* **WHAT IS NEEDED**: Show, from the records below, all lines that contain the word "track".

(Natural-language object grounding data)
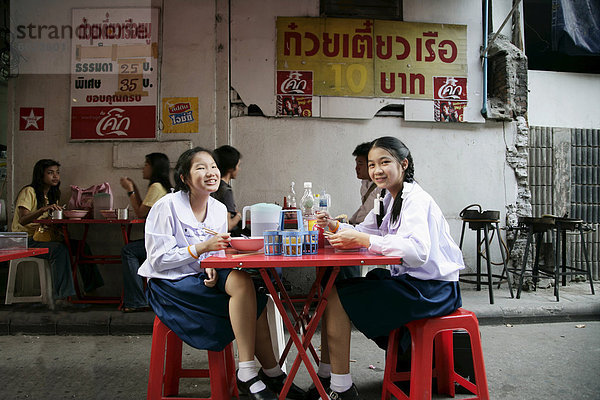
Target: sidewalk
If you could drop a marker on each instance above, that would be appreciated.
(576, 304)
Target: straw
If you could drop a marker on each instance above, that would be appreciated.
(246, 254)
(208, 230)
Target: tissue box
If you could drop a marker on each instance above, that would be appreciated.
(13, 240)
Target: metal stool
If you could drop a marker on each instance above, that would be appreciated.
(423, 333)
(535, 229)
(45, 281)
(561, 269)
(486, 225)
(166, 368)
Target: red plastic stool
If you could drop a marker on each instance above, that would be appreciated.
(423, 333)
(166, 370)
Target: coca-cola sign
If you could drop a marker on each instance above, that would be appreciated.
(294, 82)
(113, 123)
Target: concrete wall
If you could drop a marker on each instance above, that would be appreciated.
(564, 100)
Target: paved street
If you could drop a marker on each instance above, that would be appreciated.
(534, 362)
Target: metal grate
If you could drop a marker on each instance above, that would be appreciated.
(584, 184)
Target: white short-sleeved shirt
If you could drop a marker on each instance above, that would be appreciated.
(421, 236)
(170, 228)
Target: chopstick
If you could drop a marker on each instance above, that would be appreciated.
(208, 230)
(246, 254)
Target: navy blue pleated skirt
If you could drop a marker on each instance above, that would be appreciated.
(380, 303)
(199, 315)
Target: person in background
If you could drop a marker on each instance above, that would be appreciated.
(156, 171)
(206, 307)
(228, 161)
(411, 225)
(368, 188)
(36, 201)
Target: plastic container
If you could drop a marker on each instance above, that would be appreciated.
(273, 243)
(308, 206)
(102, 201)
(13, 240)
(263, 217)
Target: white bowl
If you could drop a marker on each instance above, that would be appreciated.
(254, 243)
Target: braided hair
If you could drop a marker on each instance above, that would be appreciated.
(37, 183)
(400, 152)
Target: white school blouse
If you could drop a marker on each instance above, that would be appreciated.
(421, 236)
(170, 228)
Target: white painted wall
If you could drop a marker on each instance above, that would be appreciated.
(564, 100)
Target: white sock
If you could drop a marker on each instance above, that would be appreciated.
(247, 371)
(324, 370)
(340, 383)
(273, 372)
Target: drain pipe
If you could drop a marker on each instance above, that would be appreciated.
(484, 55)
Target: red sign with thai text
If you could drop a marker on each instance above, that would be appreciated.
(294, 82)
(449, 88)
(113, 123)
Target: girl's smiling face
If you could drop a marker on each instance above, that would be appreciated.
(204, 174)
(52, 176)
(386, 171)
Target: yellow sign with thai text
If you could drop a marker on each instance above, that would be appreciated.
(371, 58)
(180, 114)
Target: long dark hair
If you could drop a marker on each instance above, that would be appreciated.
(159, 162)
(227, 157)
(37, 183)
(400, 152)
(184, 163)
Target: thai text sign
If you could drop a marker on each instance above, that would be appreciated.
(114, 73)
(371, 58)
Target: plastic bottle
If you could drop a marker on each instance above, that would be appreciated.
(308, 206)
(291, 197)
(324, 201)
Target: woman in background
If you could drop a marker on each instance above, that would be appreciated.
(36, 201)
(133, 254)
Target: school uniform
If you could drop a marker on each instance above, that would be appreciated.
(424, 285)
(199, 315)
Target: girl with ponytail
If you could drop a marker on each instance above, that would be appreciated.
(408, 224)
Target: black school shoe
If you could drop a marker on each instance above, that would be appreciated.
(276, 384)
(312, 393)
(244, 389)
(350, 394)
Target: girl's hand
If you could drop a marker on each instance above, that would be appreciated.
(349, 239)
(324, 220)
(212, 277)
(215, 243)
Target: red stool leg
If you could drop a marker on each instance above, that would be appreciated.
(391, 358)
(444, 363)
(157, 360)
(173, 364)
(422, 354)
(230, 371)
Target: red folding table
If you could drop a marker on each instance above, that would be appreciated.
(304, 324)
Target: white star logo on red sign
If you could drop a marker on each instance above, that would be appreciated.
(32, 120)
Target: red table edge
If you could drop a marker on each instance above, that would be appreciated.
(14, 254)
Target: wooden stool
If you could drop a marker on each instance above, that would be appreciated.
(45, 281)
(166, 368)
(423, 333)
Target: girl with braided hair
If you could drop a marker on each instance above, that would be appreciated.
(408, 224)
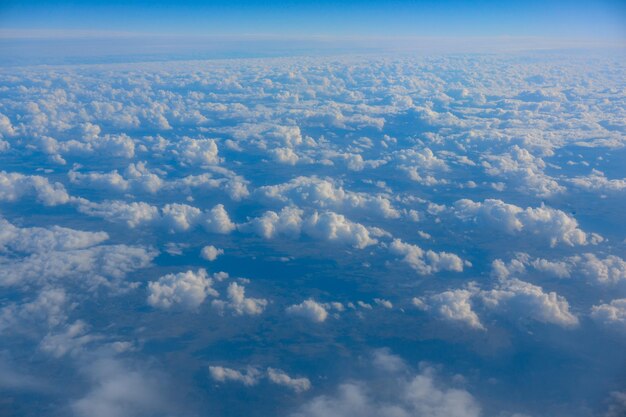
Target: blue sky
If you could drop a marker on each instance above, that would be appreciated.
(601, 19)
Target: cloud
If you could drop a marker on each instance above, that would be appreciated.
(611, 314)
(238, 303)
(91, 267)
(198, 151)
(287, 222)
(607, 271)
(426, 262)
(336, 228)
(38, 239)
(553, 225)
(175, 217)
(279, 377)
(327, 194)
(14, 186)
(456, 305)
(310, 310)
(393, 395)
(221, 374)
(210, 253)
(117, 390)
(523, 299)
(251, 376)
(186, 290)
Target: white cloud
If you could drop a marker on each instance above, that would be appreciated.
(14, 186)
(553, 225)
(310, 310)
(217, 220)
(279, 377)
(336, 228)
(611, 314)
(327, 194)
(187, 290)
(90, 267)
(523, 299)
(287, 222)
(210, 253)
(394, 396)
(426, 262)
(251, 377)
(456, 305)
(117, 390)
(239, 303)
(39, 239)
(198, 151)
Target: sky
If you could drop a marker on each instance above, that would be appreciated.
(602, 19)
(398, 209)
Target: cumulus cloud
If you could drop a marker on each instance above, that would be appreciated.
(238, 303)
(252, 376)
(249, 377)
(421, 394)
(210, 252)
(117, 390)
(327, 194)
(611, 314)
(14, 186)
(30, 240)
(523, 299)
(198, 151)
(336, 228)
(309, 310)
(187, 290)
(426, 262)
(608, 270)
(279, 377)
(287, 222)
(553, 225)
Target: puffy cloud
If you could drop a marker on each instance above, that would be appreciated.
(133, 213)
(70, 340)
(608, 270)
(14, 186)
(597, 181)
(327, 194)
(198, 151)
(310, 310)
(239, 303)
(336, 228)
(279, 377)
(180, 217)
(520, 167)
(426, 262)
(92, 267)
(394, 396)
(287, 222)
(523, 299)
(39, 239)
(175, 217)
(611, 314)
(117, 390)
(210, 252)
(552, 224)
(251, 376)
(187, 290)
(285, 156)
(217, 220)
(456, 305)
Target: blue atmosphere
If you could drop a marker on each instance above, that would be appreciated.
(312, 209)
(602, 19)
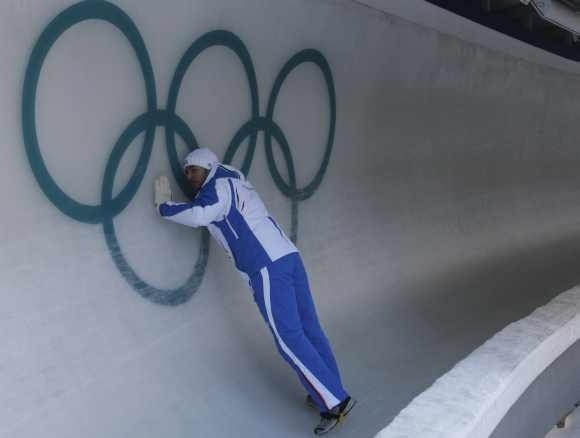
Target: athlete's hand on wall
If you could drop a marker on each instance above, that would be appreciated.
(162, 191)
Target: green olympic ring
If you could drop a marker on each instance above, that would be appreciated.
(111, 206)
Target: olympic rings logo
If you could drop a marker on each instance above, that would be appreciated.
(111, 206)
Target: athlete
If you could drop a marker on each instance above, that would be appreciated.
(229, 206)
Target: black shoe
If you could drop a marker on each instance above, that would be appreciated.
(330, 419)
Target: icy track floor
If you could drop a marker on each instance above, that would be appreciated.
(572, 429)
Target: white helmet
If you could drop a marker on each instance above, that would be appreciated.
(202, 157)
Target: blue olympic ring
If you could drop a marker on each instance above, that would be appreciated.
(111, 205)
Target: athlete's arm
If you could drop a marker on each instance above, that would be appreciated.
(210, 205)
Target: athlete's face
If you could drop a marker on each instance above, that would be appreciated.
(196, 176)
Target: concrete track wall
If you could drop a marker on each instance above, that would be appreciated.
(447, 209)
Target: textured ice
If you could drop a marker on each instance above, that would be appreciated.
(471, 399)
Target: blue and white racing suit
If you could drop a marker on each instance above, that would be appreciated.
(237, 218)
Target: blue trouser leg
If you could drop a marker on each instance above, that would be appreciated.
(310, 323)
(283, 297)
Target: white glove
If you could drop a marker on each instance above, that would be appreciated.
(162, 191)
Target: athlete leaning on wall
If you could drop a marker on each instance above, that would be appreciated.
(228, 205)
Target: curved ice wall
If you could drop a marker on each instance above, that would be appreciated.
(432, 190)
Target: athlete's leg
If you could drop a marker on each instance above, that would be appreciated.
(309, 318)
(275, 296)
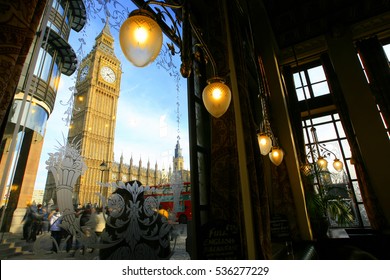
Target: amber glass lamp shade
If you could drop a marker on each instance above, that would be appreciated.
(265, 143)
(322, 163)
(216, 97)
(276, 155)
(140, 38)
(337, 165)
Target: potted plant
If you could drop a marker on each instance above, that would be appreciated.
(327, 200)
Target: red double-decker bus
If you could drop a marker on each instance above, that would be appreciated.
(175, 200)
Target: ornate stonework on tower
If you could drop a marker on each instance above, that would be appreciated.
(94, 114)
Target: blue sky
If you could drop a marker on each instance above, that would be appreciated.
(146, 123)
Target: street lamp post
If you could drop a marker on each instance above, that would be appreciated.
(103, 167)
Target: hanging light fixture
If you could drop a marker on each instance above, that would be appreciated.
(141, 41)
(216, 97)
(267, 142)
(337, 164)
(276, 155)
(140, 38)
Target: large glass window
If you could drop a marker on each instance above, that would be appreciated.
(42, 69)
(324, 136)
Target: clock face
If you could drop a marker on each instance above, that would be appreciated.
(108, 74)
(84, 73)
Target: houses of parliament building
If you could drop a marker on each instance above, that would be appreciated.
(93, 127)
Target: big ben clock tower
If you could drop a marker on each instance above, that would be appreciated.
(94, 115)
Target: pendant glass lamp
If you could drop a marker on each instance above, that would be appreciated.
(337, 165)
(216, 97)
(276, 155)
(265, 143)
(140, 38)
(322, 163)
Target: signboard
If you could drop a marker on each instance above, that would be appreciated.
(220, 241)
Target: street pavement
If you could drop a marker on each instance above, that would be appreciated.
(14, 248)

* **SOLUTION BELOW**:
Target: icy track floor
Target: concrete track wall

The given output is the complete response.